> _WHAT IS EXPECTED_
Retype the passage below about Barbara Fields's essay on race word for word, with all of its wording and punctuation unchanged.

> _SOURCE EXCERPT_
##########
And I also feel like I take a lot of inspiration from Barbara Fields. Barbara Fields was one of my readers and one of my advisors when I was in grad school at Columbia. And I remember she wrote this essay about race as an ideology, probably came out in the late ’80s, early ’90s.
It was one of the most powerful essays I had ever read about race. And it was snarky. It was like defiant. The tone was just like, “Oh, she mad. She big mad,” all of the way in which she was writing. Very, very professional though. Very, very professional. Very scholarly but every single sentence pounded and pounded and pounded and it questioned sort of the rationality or looked at the irrationality and the absurdity of racism and race in America.
And that article stuck with me. I was like, “When I write, I want to write like this.” I want to write in a way where you feel hype, where you’re like, “Yeah, yeah, go in, yeah.” But not in a way that’s so passionate that you … I don’t know. It’s not just pure mockery or pure trying to punch down on anyone, but really trying to explain how power works and how violent power can be and how white supremacy is violent power. And how we should really grapple with that, take seriously that premise because lives are absolutely at stake.
##########
> _RECORD EXCERPTS_
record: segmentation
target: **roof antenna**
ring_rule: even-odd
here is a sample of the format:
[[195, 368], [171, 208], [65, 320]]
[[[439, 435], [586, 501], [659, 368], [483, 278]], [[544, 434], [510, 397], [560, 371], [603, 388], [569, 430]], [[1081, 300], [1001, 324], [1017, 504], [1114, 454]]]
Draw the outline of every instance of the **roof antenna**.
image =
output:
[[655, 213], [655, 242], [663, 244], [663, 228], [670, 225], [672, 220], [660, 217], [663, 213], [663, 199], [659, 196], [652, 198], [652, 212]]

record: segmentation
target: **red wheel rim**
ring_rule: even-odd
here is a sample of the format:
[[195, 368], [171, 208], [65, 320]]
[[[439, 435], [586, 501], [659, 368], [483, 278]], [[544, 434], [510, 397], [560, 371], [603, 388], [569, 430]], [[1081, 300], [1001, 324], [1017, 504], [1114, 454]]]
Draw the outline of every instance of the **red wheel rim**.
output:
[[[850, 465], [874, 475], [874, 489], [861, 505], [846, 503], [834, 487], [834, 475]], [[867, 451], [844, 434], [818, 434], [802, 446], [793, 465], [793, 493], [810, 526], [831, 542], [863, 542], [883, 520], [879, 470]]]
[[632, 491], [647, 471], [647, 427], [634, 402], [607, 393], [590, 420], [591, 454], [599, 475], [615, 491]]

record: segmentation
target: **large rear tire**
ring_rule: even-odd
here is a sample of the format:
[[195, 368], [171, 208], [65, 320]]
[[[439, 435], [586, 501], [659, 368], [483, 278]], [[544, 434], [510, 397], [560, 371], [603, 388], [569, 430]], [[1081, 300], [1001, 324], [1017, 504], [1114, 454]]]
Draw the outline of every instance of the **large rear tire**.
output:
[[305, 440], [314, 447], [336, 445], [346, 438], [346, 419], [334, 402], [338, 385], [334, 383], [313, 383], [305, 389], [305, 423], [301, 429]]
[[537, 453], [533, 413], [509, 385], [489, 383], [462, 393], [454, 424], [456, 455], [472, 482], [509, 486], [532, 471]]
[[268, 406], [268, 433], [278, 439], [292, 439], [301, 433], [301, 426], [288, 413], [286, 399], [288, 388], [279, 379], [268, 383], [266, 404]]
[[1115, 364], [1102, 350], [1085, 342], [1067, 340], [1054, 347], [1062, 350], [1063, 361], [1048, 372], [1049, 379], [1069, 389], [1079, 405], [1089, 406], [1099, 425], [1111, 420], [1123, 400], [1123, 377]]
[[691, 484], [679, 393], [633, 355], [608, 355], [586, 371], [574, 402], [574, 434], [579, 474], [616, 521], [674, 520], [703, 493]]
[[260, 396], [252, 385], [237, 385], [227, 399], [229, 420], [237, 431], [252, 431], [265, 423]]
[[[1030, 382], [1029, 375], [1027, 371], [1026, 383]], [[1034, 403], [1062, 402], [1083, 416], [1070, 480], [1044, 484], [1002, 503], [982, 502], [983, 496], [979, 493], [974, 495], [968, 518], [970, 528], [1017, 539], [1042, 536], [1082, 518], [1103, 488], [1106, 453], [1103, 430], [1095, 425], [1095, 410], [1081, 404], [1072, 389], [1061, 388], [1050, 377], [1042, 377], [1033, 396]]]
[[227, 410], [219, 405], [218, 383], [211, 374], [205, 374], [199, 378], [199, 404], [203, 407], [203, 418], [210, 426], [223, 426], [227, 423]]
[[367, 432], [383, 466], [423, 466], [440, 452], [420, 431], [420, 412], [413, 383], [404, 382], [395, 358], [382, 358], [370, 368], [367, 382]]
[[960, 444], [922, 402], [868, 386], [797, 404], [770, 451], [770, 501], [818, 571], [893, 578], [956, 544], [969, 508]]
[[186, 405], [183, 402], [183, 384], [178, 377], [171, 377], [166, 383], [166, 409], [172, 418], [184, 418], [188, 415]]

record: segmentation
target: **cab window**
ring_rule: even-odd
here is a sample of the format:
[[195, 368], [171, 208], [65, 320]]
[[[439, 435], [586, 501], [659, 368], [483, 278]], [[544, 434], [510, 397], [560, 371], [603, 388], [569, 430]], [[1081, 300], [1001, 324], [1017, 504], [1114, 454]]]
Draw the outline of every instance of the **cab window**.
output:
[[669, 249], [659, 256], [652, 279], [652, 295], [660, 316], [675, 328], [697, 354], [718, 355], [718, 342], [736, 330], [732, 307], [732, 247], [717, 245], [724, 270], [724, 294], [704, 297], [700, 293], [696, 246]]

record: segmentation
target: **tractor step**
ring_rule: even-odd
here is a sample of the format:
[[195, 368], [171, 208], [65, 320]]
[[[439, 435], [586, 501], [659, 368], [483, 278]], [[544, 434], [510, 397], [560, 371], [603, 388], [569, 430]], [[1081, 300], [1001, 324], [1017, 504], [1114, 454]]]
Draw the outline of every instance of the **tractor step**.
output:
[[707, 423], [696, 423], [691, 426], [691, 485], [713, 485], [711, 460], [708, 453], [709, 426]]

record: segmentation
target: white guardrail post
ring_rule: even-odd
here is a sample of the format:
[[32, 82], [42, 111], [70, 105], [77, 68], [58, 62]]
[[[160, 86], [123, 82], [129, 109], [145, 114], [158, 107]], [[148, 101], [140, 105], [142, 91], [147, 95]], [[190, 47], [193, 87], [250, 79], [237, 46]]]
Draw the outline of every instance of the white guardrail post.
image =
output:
##########
> _SOLUTION BELOW_
And I also feel like I take a lot of inspiration from Barbara Fields. Barbara Fields was one of my readers and one of my advisors when I was in grad school at Columbia. And I remember she wrote this essay about race as an ideology, probably came out in the late ’80s, early ’90s.
It was one of the most powerful essays I had ever read about race. And it was snarky. It was like defiant. The tone was just like, “Oh, she mad. She big mad,” all of the way in which she was writing. Very, very professional though. Very, very professional. Very scholarly but every single sentence pounded and pounded and pounded and it questioned sort of the rationality or looked at the irrationality and the absurdity of racism and race in America.
And that article stuck with me. I was like, “When I write, I want to write like this.” I want to write in a way where you feel hype, where you’re like, “Yeah, yeah, go in, yeah.” But not in a way that’s so passionate that you … I don’t know. It’s not just pure mockery or pure trying to punch down on anyone, but really trying to explain how power works and how violent power can be and how white supremacy is violent power. And how we should really grapple with that, take seriously that premise because lives are absolutely at stake.